# Brief
Repeat the full listing below verbatim and keep the images out.

(Collected data entries)

========================================================================

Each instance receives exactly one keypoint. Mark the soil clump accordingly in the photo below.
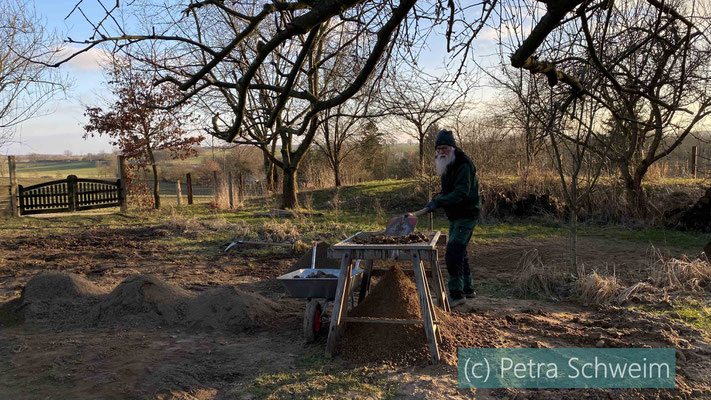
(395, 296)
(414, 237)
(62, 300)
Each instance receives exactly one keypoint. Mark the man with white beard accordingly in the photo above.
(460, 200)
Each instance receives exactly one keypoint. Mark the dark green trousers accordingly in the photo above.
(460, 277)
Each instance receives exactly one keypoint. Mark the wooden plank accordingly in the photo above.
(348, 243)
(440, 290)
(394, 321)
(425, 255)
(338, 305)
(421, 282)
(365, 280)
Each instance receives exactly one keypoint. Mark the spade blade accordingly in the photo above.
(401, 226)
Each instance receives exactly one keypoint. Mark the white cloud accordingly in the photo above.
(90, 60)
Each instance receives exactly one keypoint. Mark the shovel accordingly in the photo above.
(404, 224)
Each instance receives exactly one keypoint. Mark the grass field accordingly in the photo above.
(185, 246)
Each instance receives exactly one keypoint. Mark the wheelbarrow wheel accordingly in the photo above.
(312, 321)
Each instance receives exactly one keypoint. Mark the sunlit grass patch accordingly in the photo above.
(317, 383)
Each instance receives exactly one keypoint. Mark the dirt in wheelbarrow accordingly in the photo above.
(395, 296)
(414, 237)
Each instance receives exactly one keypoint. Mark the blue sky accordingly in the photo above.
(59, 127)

========================================================================

# Right answer
Each instance receives exactly one keypoint. Mark the soil clump accordingly in the photo below.
(395, 296)
(414, 237)
(62, 300)
Each instance receives exactly one keypoint. Mark the man with white beard accordingly in the photo above.
(460, 200)
Each instance receives exactly one keypoint. Mark the dark green trousers accordingly in the photo above.
(460, 277)
Each instance receives exactly one keypoint. Mark the wooden plank accordingly in the photo above.
(348, 243)
(440, 290)
(394, 321)
(425, 255)
(338, 305)
(421, 282)
(365, 280)
Each instance receives exactly one keypoint. Mark the spade blade accordingly in the photo above.
(401, 226)
Each instance receives exactly one keypoint. Mark the white cloud accordingly in the photo above.
(90, 60)
Each instance receives exactly one keypoint. Mark the shovel accordingly in the photo above.
(404, 224)
Each instance receives exactly one keypoint. Mark the grass field accordingly in the photo above.
(185, 246)
Each instance receives exactly one keypoint. Mark the wheelbarrow wheel accordingly in the photo above.
(312, 321)
Each instance receives exactly one keypoint. Mark the sunlit grass patch accordingly in the photo above.
(317, 383)
Each instance receives exactly one keypoint. Mark the dirt in wheelbarrow accordingly in the photo above.
(395, 296)
(414, 237)
Each instance receives exactly one keypoint. Mark the blue sky accordingly in the photo above.
(59, 127)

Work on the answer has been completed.